» **EXERCISE DETAILS**
Pull out every row below that contains the word "head", and copy each one in full.

* BEGIN RAW DATA *

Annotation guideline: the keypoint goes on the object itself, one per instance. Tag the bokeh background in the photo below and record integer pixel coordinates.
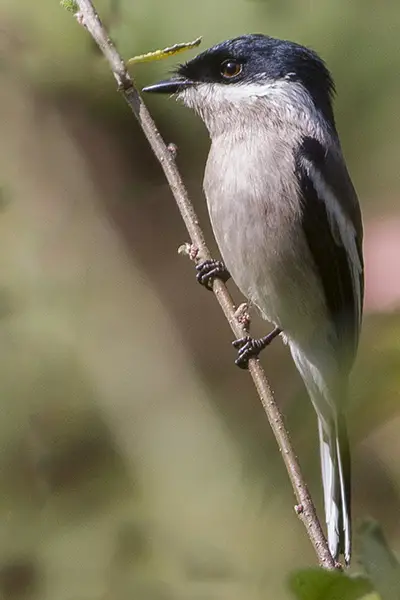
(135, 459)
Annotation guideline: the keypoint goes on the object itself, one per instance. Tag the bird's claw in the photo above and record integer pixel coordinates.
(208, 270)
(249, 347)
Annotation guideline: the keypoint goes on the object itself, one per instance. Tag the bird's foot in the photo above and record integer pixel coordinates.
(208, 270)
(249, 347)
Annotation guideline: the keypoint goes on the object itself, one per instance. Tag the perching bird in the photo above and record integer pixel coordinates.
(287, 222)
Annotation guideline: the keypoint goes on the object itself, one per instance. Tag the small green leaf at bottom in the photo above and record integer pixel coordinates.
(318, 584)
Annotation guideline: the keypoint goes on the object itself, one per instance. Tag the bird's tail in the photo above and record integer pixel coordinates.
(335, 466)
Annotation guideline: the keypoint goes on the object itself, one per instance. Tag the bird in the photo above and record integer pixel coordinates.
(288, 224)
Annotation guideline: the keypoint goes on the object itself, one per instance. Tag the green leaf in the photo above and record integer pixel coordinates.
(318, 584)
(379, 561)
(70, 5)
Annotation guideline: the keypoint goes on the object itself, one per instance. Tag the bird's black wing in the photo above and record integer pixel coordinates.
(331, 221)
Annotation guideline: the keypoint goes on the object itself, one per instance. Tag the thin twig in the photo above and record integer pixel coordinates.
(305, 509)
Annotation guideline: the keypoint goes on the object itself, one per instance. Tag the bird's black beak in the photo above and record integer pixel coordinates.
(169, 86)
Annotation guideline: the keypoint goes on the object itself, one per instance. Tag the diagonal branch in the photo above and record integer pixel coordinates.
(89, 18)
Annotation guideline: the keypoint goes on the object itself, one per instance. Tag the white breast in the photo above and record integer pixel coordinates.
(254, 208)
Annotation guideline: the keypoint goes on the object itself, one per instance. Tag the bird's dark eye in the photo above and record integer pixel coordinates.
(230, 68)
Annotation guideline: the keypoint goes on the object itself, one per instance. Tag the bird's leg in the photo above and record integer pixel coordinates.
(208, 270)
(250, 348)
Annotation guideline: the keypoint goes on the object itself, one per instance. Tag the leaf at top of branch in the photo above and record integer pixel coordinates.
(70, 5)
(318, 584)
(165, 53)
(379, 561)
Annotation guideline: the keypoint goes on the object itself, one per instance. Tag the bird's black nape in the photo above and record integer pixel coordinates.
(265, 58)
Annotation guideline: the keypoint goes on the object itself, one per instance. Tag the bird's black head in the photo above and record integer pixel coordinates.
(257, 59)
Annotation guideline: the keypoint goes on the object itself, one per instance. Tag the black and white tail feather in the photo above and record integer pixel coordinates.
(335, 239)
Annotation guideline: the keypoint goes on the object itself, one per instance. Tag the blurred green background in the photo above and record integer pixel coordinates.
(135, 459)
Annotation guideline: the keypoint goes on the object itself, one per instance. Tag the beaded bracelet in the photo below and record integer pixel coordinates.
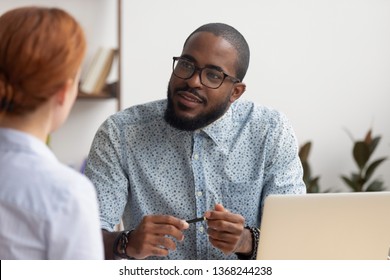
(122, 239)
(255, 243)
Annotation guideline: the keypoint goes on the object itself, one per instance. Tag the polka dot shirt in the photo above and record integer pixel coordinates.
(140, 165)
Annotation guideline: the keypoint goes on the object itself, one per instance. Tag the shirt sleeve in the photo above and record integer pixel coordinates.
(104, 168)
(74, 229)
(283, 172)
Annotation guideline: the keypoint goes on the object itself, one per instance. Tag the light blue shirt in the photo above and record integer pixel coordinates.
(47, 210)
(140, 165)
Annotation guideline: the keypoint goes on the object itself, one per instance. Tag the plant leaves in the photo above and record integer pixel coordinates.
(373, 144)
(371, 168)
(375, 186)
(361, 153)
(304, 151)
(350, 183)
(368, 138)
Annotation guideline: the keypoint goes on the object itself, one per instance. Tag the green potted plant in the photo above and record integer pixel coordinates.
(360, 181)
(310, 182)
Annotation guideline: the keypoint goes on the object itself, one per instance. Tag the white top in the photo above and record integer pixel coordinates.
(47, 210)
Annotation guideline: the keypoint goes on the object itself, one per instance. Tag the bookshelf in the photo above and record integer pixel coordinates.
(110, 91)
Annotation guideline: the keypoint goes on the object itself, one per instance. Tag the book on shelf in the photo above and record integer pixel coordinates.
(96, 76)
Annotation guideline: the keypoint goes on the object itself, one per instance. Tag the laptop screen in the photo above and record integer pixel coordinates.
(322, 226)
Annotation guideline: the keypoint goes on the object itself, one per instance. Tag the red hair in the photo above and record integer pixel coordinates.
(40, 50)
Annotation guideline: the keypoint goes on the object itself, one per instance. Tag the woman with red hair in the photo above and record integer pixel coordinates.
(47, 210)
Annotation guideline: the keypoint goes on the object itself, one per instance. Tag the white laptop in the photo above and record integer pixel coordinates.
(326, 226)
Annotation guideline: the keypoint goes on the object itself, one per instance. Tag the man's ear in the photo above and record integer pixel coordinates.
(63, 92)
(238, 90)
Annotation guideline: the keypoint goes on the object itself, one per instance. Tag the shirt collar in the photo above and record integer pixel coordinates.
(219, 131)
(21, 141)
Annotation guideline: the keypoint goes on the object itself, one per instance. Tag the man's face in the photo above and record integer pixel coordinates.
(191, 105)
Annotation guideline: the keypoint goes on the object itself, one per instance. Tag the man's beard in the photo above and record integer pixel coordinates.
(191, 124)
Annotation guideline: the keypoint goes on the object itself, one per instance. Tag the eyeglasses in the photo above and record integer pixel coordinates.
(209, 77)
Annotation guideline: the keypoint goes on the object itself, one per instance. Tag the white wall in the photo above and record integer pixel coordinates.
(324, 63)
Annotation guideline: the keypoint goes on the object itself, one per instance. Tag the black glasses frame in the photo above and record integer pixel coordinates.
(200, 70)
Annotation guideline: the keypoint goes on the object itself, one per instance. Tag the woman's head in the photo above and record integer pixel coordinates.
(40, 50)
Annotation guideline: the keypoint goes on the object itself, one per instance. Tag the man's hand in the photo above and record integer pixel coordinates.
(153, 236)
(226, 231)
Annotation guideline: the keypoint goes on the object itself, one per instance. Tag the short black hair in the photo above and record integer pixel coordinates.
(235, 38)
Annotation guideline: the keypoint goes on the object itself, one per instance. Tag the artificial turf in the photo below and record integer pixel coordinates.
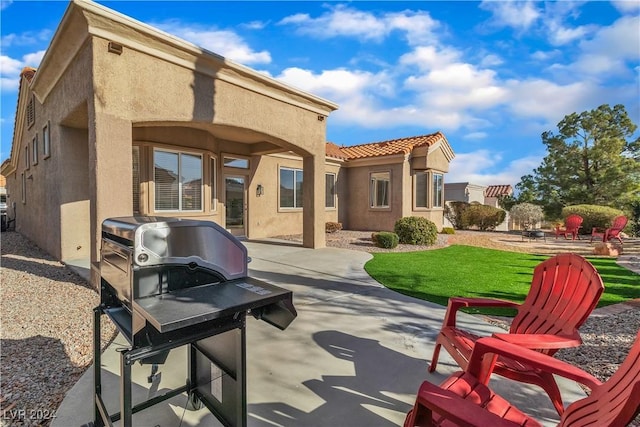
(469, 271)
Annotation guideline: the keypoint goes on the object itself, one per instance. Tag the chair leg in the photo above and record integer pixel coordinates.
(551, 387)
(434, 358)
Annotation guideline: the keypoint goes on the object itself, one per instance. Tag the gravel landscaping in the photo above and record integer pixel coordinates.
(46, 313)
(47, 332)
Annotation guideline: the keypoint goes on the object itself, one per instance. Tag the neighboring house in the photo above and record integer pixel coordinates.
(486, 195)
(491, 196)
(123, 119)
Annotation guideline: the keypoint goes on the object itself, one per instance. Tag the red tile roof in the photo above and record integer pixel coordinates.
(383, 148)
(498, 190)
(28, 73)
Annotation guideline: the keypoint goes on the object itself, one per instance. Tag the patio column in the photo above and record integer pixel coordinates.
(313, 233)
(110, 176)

* END RAW DATA *
* BEGIN RAW DATA *

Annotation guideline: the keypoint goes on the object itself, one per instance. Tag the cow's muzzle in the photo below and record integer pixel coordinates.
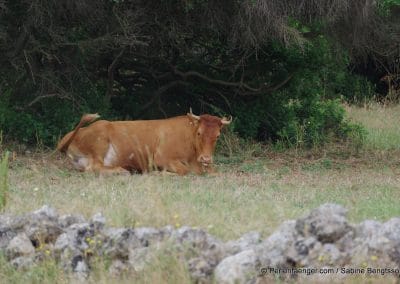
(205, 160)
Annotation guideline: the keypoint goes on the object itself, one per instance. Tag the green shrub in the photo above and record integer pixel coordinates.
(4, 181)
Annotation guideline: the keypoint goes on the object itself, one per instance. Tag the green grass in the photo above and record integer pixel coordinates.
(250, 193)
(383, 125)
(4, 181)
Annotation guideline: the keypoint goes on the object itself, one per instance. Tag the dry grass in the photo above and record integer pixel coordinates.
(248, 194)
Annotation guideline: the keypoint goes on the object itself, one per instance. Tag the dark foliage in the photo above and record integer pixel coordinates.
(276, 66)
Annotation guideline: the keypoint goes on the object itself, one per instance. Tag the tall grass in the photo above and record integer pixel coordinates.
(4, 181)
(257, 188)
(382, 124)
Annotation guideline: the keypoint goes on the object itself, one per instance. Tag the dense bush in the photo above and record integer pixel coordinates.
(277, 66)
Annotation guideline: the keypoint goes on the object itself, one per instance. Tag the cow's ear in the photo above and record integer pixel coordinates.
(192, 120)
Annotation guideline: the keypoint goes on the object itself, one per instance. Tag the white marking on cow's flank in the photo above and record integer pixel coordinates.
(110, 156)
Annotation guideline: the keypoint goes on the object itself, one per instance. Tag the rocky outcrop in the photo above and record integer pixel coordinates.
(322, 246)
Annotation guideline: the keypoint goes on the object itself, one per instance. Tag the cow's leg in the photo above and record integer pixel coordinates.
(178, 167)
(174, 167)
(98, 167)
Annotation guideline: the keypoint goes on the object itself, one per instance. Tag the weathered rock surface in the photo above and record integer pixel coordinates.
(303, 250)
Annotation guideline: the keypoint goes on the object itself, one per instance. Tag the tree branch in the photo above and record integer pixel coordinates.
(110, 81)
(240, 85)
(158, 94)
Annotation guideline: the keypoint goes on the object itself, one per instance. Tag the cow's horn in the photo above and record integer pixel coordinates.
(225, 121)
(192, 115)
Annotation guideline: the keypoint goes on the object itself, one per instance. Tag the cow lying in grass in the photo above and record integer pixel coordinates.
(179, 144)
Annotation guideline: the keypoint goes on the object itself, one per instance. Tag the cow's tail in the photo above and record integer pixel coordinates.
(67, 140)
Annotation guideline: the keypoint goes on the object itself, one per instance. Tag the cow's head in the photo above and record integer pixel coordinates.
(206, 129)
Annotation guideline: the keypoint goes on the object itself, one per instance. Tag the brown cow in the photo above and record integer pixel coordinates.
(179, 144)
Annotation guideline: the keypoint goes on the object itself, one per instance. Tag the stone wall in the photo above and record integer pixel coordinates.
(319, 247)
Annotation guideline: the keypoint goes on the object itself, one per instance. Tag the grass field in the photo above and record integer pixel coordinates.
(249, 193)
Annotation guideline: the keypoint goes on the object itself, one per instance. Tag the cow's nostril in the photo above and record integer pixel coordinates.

* END RAW DATA *

» **ANSWER FOR THE TASK**
Annotation guideline: the keypoint goes on the object itself, one per instance. Tag the bird's black head in the photo above and record integer pixel coordinates.
Annotation guideline: the keypoint goes on the object itself, one per instance. Tag the woman's head in the photo above and record integer pixel coordinates.
Annotation guideline: the keypoint goes on the object itself, one per instance. Tag the cow's head in the photo above and record integer pixel coordinates.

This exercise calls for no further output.